What is asked
Reproduce every one of the rows below character for character.

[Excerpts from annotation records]
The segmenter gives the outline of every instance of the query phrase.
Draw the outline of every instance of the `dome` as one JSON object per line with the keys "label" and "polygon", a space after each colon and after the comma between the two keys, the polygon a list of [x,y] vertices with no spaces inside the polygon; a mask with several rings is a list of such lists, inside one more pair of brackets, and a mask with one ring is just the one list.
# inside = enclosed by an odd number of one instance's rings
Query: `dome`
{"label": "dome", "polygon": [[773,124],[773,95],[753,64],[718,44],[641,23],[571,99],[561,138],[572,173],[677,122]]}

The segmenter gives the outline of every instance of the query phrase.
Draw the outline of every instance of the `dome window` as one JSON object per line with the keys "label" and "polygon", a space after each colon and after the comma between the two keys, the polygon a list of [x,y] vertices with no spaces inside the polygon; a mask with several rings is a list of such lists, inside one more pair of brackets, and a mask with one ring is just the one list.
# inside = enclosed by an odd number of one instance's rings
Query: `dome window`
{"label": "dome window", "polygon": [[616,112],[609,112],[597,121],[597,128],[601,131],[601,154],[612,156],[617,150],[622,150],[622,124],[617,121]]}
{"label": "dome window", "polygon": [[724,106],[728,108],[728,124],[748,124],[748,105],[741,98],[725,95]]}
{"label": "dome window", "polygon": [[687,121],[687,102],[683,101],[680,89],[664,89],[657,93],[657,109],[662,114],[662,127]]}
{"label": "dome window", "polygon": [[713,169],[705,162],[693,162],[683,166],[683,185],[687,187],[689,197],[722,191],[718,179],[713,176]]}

Written reply
The segmenter gives the outline of every instance of the query phrase.
Draw the outline of every instance of the `dome` as one JSON object per line with the keys "label" and "polygon", a space after each colon and after the comma between the two keys, the polygon a list of [x,y] vertices with no spaces inside the polygon; a mask with several rings is a list of such lists, inside one more pair of brackets, and a mask with one ring is just the one list.
# inside = enclosed by an odd number of one instance's rings
Query: `dome`
{"label": "dome", "polygon": [[773,124],[773,95],[753,64],[718,44],[641,23],[571,99],[561,138],[572,173],[677,122]]}

The segmenter gives the outline of every instance of the query phrase.
Draw the outline of every instance of the `dome window` as one JSON object per line with the keys "label" and "polygon", a space after each colon and after the comma between the two keys, the polygon a list of [x,y] vertices with no spaces inside the polygon; a mask with several rings is a list of such lists, inside one more pair of brackets, and a mask with one ring is just the one list.
# inside = enclosed by an odd number of one instance's rings
Query: `dome window`
{"label": "dome window", "polygon": [[616,112],[609,112],[597,121],[597,128],[601,131],[601,154],[612,156],[617,150],[622,150],[622,124],[617,121]]}
{"label": "dome window", "polygon": [[724,106],[728,108],[728,124],[748,124],[748,105],[741,98],[725,95]]}
{"label": "dome window", "polygon": [[687,121],[687,102],[683,101],[680,89],[664,89],[657,93],[657,109],[662,114],[662,127]]}
{"label": "dome window", "polygon": [[713,169],[705,162],[693,162],[683,166],[683,185],[687,187],[689,197],[722,191],[718,179],[713,176]]}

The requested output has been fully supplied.